__What you have to do__. Write out the records word for word, starting at the line that contains "pinpoint the scrub" and ending at the line that contains "810;222;1280;275", with both of those lines included. Leave the pictures out of your copy.

__Input material__.
....
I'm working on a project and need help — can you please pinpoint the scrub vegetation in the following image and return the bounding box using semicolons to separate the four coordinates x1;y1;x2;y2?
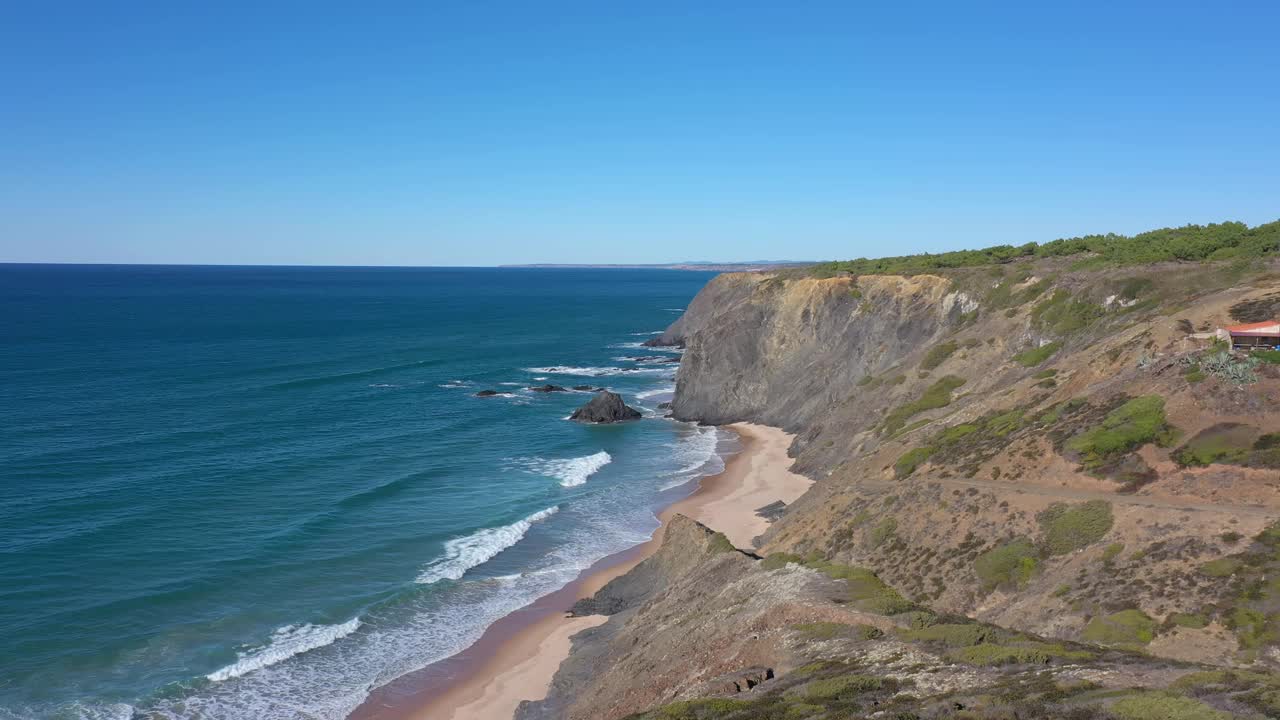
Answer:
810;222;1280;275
....
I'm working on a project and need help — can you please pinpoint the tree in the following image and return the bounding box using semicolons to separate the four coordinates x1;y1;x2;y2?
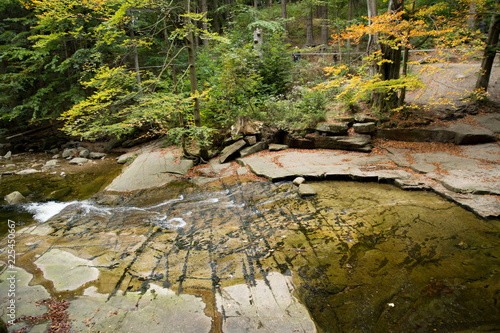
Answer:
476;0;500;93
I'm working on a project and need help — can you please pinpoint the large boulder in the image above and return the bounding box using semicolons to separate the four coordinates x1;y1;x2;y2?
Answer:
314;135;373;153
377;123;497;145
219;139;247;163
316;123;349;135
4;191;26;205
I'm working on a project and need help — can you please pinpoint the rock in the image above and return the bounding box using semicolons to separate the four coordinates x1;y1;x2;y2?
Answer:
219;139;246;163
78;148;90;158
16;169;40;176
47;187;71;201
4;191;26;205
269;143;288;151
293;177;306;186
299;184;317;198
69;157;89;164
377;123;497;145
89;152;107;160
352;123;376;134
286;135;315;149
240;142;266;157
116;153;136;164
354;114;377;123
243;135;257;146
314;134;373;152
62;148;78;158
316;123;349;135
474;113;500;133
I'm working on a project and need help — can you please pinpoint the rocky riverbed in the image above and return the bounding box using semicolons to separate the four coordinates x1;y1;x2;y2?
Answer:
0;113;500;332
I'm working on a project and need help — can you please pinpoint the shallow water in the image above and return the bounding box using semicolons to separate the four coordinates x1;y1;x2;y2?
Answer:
....
__Exercise result__.
I'm working on a project and need help — can you please pinpoint the scrub vegetation in the following image and return the bounding box using semicolons to separate the four coordinates x1;y1;x2;y2?
Answer:
810;222;1280;275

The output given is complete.